▶ [Set problem]: Can you copy every one of the entries below word for word, changing nothing?

****

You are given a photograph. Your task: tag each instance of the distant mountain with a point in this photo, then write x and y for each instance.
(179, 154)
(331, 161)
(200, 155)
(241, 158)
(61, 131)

****

▶ [Response below]:
You are given a photograph. Your task: tag each instance of the distant mountain with a point in this photo, then write x and y for each instance.
(179, 154)
(331, 161)
(200, 155)
(241, 158)
(61, 131)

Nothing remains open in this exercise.